[[ TEXT SHOWN open ]]

The series has voice-overs and lots of dialogue that I wanted to savor enough to google. Like when Isabel says: “The idea of God always freaked me out. Like, apparently, he made people in his own image, which first of all, get over yourself. But also, does that apply to us? Does every planet have its own god? Let’s say that we’re all clones of the big guy in the sky. Well, then doesn’t it stand to reason that we’re all capable of slinging light. Well I guess by that same token, we’re all capable of tremendous wrath. We’re walking contradictions. A never-ending, mercurial rise and fall. Darkness and light. I guess the real miracle is choosing the light. Despite the ever-present darkness.” 

Alex, another main character, is in love with alien Michael and Alex’s father is a high ranking officer in the Air Force working in a top secret area of Area 51. He thought he could beat the gayness out of his son and that plot line thickens in unexpected ways. At one point Alex says about a secret prison where alien survivors from the crash of '47 have been used as lab rats: “You just watched your government blow up a building filled with elderly people. Your brain is trying to justify the slaughter so that your government can be right. We want to believe that we’re safe, that goodness prevails. That’s the coldest reality about war. Sometimes you’re just doing what you’re told, and all of a sudden, things are burning, people are screaming, and then you look around and you realize that the evil is you.”

In one scene Alex says to a random guy in a bar, “I cannot tell you how badly I want to be done with this frickin’ closet” and the guy replies, “But you’re not. And that’s okay. Really. Listen, if that voice in your head ever shuts up, give me a call. Because between you and me, making out with a hot guy in public is only made hotter when it pisses off all the bigots and homophobes.” Oh, and did I mention that factions in the series are working on a viral weapon that, if dropped in heavily populated areas, would only kill people with certain DNA sequencing? Let that sink in...genocide of whole races or sexual deviants or medical deficiencies. The ethics of DNA bio-engineering research is also a theme that peaks my interest.

[[ TEXT SHOWN closed ]]
[[ DATASET open ]]

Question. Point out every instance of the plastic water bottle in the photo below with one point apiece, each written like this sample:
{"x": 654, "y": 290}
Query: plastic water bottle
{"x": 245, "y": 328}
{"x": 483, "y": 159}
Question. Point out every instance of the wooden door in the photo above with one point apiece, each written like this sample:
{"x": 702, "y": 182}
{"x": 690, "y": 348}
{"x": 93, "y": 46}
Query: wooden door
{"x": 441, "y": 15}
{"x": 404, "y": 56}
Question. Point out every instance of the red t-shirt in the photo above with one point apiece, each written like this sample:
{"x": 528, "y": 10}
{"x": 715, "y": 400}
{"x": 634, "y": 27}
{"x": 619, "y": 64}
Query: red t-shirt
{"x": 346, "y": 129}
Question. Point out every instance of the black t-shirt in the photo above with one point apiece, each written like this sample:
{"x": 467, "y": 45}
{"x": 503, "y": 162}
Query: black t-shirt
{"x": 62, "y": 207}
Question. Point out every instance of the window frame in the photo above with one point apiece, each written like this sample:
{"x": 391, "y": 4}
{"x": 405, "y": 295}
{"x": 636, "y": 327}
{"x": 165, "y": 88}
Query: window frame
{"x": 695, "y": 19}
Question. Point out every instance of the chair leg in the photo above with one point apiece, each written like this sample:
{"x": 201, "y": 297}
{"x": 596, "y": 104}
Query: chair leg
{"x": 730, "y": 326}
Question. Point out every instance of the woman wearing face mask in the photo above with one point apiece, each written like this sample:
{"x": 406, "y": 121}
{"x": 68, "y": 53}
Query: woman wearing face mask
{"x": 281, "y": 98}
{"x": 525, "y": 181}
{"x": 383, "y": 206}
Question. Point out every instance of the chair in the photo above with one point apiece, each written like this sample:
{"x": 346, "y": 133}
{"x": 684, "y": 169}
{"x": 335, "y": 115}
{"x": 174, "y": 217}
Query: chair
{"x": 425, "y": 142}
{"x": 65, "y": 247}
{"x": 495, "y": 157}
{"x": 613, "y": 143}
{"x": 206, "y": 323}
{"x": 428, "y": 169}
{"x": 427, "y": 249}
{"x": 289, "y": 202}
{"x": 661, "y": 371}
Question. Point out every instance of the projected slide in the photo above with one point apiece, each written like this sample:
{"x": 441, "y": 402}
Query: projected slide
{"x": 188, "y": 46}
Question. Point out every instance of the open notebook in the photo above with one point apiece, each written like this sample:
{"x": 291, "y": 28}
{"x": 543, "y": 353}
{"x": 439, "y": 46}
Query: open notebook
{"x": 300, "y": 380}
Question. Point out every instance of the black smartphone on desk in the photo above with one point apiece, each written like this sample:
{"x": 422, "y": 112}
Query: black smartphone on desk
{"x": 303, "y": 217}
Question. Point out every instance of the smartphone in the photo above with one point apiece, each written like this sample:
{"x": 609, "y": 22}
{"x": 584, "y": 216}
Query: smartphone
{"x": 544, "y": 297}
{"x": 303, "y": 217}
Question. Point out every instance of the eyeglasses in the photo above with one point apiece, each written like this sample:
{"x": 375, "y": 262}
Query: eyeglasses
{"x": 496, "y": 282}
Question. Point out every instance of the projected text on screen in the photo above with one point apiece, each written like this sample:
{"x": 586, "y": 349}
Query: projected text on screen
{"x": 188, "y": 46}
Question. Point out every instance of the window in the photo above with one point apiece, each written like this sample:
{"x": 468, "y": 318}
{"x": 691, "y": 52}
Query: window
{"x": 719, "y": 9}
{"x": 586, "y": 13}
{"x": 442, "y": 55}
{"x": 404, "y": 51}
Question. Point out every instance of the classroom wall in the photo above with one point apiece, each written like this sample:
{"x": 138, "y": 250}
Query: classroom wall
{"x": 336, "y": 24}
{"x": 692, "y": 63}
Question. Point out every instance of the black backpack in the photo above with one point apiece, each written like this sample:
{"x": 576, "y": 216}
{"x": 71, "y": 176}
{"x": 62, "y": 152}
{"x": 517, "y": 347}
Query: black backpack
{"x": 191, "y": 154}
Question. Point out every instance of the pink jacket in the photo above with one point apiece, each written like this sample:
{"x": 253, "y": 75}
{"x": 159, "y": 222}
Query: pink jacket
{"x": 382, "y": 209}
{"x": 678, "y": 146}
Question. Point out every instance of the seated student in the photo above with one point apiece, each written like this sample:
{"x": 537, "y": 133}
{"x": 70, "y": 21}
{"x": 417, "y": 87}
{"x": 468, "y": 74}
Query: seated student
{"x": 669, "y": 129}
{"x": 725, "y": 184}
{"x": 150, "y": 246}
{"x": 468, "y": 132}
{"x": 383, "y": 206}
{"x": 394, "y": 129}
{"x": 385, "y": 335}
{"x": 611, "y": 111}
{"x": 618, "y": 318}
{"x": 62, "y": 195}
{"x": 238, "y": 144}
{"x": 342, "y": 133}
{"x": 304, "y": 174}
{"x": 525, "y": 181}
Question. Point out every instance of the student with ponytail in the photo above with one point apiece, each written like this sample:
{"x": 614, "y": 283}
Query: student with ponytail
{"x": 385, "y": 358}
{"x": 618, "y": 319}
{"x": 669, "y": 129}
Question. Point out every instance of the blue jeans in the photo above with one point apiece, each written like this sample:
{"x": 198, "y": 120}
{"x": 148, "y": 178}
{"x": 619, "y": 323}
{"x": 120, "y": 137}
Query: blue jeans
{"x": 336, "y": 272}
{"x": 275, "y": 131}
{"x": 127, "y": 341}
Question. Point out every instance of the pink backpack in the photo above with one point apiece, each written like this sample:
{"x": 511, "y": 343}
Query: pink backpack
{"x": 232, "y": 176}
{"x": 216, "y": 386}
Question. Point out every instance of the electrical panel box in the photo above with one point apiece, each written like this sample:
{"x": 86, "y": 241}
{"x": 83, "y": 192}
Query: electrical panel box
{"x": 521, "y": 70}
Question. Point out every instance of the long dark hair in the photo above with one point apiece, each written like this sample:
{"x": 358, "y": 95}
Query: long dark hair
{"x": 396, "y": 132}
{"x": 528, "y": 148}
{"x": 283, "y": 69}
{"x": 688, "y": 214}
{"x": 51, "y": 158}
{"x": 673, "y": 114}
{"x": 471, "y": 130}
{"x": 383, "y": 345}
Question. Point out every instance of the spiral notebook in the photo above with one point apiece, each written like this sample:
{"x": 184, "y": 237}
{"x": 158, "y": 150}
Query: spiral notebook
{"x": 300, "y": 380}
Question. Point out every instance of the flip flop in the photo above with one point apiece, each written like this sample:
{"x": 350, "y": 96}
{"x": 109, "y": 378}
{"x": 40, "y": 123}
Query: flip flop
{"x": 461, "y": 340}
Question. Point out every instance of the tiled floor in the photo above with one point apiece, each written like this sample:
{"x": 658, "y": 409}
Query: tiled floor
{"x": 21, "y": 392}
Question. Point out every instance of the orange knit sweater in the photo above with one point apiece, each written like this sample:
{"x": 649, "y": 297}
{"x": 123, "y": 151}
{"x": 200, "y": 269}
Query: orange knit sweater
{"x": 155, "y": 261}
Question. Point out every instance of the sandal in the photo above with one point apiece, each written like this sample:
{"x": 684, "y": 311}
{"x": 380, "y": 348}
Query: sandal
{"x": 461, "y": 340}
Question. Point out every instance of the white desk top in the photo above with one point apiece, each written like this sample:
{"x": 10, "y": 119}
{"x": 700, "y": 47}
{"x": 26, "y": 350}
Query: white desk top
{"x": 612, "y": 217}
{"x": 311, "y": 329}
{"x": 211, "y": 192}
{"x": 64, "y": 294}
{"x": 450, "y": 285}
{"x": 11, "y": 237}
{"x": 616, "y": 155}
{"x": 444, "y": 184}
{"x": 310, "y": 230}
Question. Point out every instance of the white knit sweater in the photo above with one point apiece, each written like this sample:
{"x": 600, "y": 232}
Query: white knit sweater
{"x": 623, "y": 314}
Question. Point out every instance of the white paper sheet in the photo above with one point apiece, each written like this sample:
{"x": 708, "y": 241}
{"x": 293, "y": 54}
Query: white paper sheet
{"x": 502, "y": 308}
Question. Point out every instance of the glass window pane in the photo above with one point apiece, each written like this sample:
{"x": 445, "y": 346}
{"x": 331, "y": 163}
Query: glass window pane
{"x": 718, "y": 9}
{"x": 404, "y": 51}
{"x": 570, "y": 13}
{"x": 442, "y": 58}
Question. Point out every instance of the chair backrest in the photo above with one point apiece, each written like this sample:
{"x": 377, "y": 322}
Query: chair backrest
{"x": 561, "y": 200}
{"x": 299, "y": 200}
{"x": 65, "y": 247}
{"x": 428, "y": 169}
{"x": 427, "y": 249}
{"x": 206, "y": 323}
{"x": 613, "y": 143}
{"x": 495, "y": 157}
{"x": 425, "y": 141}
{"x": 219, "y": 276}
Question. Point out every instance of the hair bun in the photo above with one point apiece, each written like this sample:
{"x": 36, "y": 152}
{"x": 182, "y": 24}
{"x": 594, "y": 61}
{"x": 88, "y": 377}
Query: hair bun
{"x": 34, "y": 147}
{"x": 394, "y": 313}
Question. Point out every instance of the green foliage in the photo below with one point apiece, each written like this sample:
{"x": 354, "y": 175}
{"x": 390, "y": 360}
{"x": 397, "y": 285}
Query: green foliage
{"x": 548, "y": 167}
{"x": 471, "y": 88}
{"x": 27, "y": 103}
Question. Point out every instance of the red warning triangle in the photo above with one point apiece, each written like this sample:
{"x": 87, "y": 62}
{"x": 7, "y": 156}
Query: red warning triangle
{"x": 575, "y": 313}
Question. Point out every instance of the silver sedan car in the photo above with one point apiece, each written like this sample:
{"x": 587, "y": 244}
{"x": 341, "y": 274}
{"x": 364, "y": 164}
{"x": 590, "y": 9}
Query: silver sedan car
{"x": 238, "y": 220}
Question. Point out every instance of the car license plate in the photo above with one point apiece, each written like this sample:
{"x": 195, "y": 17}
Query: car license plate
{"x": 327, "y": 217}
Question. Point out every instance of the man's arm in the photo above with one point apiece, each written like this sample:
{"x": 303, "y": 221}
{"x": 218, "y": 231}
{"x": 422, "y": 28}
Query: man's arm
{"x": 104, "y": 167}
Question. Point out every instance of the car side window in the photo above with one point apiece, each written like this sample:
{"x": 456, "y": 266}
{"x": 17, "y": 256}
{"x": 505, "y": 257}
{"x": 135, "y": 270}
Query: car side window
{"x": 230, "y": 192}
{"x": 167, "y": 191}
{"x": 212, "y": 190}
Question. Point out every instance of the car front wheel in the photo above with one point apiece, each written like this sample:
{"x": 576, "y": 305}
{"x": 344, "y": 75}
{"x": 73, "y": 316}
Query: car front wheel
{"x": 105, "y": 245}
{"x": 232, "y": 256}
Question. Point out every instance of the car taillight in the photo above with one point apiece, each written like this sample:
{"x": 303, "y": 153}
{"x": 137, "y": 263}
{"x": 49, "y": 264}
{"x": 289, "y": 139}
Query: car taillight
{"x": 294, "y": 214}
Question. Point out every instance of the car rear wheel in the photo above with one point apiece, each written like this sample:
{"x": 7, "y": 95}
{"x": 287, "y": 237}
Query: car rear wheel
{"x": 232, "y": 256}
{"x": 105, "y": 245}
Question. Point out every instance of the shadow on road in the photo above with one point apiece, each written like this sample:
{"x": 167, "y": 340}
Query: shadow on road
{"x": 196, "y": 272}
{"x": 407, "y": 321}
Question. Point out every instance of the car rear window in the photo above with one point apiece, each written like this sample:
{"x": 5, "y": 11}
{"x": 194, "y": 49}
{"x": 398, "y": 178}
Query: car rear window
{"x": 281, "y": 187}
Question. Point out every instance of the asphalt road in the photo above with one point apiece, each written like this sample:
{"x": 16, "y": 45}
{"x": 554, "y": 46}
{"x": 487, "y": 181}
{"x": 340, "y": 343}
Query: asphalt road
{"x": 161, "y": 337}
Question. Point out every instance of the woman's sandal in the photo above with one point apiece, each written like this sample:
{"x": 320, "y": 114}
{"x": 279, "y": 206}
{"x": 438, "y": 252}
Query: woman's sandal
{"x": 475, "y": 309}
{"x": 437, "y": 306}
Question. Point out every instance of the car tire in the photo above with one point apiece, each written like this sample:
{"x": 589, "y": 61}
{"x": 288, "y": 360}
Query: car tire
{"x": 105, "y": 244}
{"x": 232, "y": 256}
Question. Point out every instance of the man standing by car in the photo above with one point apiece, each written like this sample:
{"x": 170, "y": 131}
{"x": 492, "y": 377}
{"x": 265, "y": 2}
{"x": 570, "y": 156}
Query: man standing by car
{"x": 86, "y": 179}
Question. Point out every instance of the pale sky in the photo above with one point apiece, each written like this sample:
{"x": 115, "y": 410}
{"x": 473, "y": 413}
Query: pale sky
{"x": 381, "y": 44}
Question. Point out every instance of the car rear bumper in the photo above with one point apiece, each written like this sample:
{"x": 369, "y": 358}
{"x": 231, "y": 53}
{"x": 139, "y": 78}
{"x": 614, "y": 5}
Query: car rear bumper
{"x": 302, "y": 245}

[[ DATASET closed ]]

*EXERCISES*:
A - In the series review, what position does Alex's father hold?
B - Extend the series review by writing what comes next after its final sentence.

*EXPECTED RESULTS*:
A - He is a high-ranking officer in the Air Force, working in a top secret area of Area 51.

B -
Grieving over loved ones also has a big part in the plot twists and Liz says something that a few widows, I’m sure, could identify with: “There are five stages of grief. Denial is first, but we’re way past that. The second stage is anger. I haven’t hit stage three yet. In fact, I may never get there because, to be honest, rage feels a lot better than sadness. This anger has become my best friend. It’s my fuel; it’s my armor.”

And having cut my reading teeth on romance novels I’d be remiss if I didn’t end this post with a romantic quote said by Max to Liz, a  research scientist, after she says he doesn’t know the real her enough to love her: “You are overly defensive and you’re sometimes selfish, and you are always muttering in Spanish like you think it’s some secret language that no one understands. But, hello, we are in New Mexico. We all speak Spanish. You always have to convince everyone that you are the smartest one in the room like we don’t already know. You think your sister was hard to love and so you think by being perfect and being the smartest that you are easier to love, easier for your mom, easier for your dad. But you are not perfect; I see your faults and I love you. Easily.”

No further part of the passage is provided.